**EXTRAIT**
L’envoi de courts messages a donné aux gens une sensation toute
nouvelle, de sorte que la « culture des pouces » est
de plus en plus acceptée.
En
même temps que cette « culture » influence la vie des
gens, elle a ouvert une nouvelle ère de consommation pour les
télécoms. En 2002, China Mobile et China Unicom,
deux sociétés chinoises de télécommunication mobile, ont acheminé
90 milliards de courts messages. En calculant qu’un court message
coûte dix fen (la plus petite
unité monétaire chinoise), le
revenu annuel de ces deux grandes sociétés a atteint 9 milliards
de yuans.
La
prestation des services d’abonnement et de téléchargement des
courts messages aux utilisateurs de portables est déjà devenue
la nouvelle arme secrète des grands portails chinois pour combler
leur déficit et accroître leurs profits. À l’aide de ces services,
Sina, Sohu et Netease ont dit adieu à leur situation précaire.
Aujourd’hui, un nouveau métier a vu le jour : l’écrivain
professionnel de courts messages. La publicité pour le recrutement
des écrivains de courts messages, des travailleurs bien rémunérés,
paraît souvent dans les sites des portails chinois importants.

**DONNÉES**
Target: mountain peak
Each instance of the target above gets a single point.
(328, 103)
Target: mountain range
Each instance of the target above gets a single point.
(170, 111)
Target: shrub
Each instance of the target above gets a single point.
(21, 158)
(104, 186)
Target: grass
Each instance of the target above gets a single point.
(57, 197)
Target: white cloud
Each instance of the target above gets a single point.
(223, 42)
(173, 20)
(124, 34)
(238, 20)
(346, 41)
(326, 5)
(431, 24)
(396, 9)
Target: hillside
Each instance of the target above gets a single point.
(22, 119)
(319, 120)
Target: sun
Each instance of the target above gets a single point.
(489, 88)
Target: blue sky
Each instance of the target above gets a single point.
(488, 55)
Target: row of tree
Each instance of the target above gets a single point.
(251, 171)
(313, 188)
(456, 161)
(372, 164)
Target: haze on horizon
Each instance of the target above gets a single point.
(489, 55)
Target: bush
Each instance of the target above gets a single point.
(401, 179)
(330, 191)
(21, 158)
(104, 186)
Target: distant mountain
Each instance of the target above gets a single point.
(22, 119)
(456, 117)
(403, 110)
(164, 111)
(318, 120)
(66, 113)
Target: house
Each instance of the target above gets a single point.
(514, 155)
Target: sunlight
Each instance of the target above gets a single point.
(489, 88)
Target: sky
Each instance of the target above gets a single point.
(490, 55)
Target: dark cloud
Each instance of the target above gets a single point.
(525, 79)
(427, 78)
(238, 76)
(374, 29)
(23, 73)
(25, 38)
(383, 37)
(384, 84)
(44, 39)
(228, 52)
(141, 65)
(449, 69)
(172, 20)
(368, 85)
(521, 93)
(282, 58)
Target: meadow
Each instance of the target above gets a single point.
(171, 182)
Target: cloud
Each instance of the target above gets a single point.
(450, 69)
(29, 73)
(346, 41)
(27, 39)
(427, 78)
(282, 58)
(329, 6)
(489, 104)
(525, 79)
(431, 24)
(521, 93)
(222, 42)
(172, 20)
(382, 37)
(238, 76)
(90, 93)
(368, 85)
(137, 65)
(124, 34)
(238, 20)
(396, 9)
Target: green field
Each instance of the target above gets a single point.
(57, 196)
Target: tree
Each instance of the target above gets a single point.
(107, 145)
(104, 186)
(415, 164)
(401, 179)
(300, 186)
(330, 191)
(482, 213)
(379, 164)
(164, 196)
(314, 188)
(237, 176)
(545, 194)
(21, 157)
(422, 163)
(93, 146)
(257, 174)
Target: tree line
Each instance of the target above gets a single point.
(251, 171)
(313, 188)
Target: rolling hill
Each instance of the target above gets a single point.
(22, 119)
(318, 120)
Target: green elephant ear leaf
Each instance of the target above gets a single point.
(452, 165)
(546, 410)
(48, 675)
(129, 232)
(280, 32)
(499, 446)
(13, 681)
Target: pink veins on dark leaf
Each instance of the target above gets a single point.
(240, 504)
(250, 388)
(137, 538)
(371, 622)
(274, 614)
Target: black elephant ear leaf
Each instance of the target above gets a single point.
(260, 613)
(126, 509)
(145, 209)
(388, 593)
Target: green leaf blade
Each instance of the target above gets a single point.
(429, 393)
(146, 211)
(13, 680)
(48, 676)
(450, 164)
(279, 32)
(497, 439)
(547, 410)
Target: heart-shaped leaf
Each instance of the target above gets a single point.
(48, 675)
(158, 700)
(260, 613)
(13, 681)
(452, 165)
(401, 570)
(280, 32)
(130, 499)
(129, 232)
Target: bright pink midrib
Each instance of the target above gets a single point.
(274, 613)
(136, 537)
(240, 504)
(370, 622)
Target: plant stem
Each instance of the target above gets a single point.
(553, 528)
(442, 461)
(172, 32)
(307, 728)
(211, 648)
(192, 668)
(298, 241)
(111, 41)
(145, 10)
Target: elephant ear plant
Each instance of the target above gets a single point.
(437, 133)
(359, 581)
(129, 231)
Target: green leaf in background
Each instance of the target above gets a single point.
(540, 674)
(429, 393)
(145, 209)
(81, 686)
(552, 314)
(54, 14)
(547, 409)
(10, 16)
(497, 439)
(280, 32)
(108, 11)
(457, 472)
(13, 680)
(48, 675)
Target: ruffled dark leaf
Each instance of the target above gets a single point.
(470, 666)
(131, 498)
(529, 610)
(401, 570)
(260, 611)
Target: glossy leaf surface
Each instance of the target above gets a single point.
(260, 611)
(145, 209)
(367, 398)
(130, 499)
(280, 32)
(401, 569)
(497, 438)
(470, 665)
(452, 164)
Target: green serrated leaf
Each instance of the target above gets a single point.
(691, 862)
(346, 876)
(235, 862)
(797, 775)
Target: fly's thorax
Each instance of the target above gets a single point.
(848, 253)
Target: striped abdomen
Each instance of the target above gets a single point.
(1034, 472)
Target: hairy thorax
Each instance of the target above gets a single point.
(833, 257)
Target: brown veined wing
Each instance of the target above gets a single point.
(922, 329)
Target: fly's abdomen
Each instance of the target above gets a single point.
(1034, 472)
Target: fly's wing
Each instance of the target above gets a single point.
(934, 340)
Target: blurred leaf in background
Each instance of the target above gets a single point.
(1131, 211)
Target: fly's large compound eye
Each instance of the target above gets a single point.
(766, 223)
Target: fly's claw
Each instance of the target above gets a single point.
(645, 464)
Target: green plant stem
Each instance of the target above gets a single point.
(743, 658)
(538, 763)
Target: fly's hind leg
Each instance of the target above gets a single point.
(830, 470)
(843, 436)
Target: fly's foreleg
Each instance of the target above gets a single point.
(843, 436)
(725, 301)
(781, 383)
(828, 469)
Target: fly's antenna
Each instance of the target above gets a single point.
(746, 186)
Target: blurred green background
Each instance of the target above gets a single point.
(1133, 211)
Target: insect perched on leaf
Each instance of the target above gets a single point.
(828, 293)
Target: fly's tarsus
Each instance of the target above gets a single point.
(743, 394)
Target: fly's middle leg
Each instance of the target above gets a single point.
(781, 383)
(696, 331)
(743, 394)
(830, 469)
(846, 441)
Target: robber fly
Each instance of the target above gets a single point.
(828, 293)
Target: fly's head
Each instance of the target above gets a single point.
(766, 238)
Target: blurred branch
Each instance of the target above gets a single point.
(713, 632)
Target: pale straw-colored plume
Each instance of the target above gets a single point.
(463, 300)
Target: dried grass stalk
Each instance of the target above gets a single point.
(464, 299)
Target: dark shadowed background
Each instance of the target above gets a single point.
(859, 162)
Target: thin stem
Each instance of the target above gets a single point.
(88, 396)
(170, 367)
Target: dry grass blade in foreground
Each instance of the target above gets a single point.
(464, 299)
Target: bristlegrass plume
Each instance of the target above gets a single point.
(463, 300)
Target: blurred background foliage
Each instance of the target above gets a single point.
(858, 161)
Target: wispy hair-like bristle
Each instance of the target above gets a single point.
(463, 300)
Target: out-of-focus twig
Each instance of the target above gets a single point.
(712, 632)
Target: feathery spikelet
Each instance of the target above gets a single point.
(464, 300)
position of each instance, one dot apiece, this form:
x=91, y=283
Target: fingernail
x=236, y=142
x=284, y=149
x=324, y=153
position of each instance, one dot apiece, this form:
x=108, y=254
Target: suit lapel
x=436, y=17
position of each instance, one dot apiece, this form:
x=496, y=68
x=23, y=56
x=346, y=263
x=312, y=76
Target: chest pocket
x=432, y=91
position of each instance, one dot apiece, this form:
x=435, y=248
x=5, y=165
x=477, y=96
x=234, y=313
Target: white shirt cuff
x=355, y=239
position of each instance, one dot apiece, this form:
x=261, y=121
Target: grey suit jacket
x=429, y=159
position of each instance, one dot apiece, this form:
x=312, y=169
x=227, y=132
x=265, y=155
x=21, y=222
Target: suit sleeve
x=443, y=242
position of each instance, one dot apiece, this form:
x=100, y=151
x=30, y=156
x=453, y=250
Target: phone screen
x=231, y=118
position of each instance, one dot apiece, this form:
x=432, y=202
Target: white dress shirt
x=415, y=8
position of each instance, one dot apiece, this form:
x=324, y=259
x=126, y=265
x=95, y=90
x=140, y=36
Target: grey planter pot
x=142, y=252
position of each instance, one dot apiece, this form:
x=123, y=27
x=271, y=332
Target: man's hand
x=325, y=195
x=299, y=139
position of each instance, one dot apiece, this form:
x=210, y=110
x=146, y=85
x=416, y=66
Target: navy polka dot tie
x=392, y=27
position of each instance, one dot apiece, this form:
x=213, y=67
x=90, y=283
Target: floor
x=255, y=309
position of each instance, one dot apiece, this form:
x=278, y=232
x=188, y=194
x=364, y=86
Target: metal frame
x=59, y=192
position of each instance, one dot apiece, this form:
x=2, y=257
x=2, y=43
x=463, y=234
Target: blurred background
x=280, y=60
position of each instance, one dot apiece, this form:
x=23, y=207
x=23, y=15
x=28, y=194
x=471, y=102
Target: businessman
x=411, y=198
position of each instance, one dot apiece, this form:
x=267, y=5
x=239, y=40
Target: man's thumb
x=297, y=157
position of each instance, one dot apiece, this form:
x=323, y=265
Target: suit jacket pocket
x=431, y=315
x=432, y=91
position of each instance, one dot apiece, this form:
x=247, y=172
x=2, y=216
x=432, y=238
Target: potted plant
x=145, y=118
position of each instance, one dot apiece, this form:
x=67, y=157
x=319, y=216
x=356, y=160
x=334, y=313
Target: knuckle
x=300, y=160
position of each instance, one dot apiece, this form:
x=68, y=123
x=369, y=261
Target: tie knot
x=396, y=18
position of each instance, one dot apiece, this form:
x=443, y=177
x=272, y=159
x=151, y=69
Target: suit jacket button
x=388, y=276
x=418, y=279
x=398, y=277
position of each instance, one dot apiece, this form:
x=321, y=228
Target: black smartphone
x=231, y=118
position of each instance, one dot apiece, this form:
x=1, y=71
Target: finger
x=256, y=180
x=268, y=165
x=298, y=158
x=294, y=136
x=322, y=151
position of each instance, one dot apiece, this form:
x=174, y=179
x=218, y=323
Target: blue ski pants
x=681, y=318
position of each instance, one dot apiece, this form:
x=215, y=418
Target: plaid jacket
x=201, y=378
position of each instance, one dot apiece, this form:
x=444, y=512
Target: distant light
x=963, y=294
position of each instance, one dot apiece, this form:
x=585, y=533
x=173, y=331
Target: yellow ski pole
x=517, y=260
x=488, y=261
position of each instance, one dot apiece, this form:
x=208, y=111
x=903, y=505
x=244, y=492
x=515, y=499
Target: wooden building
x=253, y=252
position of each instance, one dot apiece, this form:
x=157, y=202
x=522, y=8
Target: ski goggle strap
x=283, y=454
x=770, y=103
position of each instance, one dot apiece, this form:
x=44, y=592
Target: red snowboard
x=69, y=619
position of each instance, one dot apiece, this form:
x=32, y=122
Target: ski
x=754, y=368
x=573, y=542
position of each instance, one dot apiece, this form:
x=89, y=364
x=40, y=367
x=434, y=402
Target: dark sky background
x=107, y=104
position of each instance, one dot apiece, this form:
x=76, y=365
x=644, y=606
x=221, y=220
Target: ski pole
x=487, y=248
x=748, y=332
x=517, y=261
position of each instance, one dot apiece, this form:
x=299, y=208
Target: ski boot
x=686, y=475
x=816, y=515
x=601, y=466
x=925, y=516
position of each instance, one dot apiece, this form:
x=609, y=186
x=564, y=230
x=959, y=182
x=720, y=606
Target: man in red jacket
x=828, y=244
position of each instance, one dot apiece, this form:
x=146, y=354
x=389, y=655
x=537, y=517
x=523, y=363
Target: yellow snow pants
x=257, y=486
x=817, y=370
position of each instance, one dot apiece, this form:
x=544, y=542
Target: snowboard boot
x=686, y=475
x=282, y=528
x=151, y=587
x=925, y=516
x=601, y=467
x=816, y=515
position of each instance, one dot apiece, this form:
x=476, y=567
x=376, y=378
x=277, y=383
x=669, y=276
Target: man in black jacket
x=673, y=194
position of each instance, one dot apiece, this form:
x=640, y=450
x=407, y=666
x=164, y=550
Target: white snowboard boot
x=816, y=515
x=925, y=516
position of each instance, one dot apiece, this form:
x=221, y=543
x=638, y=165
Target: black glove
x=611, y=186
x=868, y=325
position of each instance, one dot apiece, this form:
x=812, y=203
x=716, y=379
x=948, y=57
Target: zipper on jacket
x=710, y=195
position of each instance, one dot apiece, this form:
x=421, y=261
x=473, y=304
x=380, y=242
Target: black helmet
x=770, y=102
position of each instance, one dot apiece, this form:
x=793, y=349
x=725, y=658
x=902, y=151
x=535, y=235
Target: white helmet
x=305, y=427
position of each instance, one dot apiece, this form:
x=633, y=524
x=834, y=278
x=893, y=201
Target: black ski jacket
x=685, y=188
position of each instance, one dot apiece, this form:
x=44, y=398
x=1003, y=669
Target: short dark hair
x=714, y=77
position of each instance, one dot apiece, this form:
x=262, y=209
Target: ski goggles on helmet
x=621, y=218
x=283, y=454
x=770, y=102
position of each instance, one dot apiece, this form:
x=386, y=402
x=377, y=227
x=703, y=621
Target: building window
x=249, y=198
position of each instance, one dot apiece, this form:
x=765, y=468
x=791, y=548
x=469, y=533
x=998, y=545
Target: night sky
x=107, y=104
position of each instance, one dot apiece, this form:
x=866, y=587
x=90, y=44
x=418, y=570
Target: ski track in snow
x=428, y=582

**LISTE DES TÂCHES**
1. Répondez aux questions suivantes sur l'extrait consacré aux courts messages en Chine.
(a) Combien de courts messages China Mobile et China Unicom ont-ils acheminés en 2002 ?
(b) Quels portails chinois ont dit adieu à leur situation précaire grâce aux services de courts messages ?
(c) Quel nouveau métier a vu le jour ?
2. Prolongez l'extrait sur les courts messages en Chine en reprenant après sa dernière phrase.

**RÉPONSES**
1.
(a) 90 milliards de courts messages.
(b) Sina, Sohu et Netease.
(c) L'écrivain professionnel de courts messages.

2.
Celui qui peut imaginer le plus d’histoires attirantes gagne le
plus d’argent.
Ce
petit téléphone baladeur reflète aussi les idées de consommation
différentes entre Chinois et Occidentaux. Faisant grand cas de
la valeur de l’objet, les Occidentaux sont prêts à débourser un
montant convenable pour l’achat d’un téléphone qui possède une
fonction principale – la communication mobile – et sur cette base,
ils choisissent d’autres fonctions selon leurs propres besoins.
Quant aux Chinois, la plupart des gens achètent un portable pour
suivre la mode, et ils éprouvent du plaisir à comparer leur modèle
de téléphone avec les gens de leur entourage. En comparaison,
il y a très peu de gens qui l’utilisent pour leurs activités commerciales.
Il n’y a qu’à la campagne que le téléphone est vraiment utilisé
pour les affaires par les cultivateurs et les éleveurs.
La première enquête effectuée récemment par le Zhonguo Qingnianbao (Journal
de la jeunesse de Chine) et le Renmin Ribao (Quotidien
du peuple) sur les tendances de consommation du
portable révèle que 35,19 % des utilisateurs n’ont jamais
changé de téléphone, mais que 64,81 % ont envie de le changer
et d’en acheter un nouveau avant la fin de cette année.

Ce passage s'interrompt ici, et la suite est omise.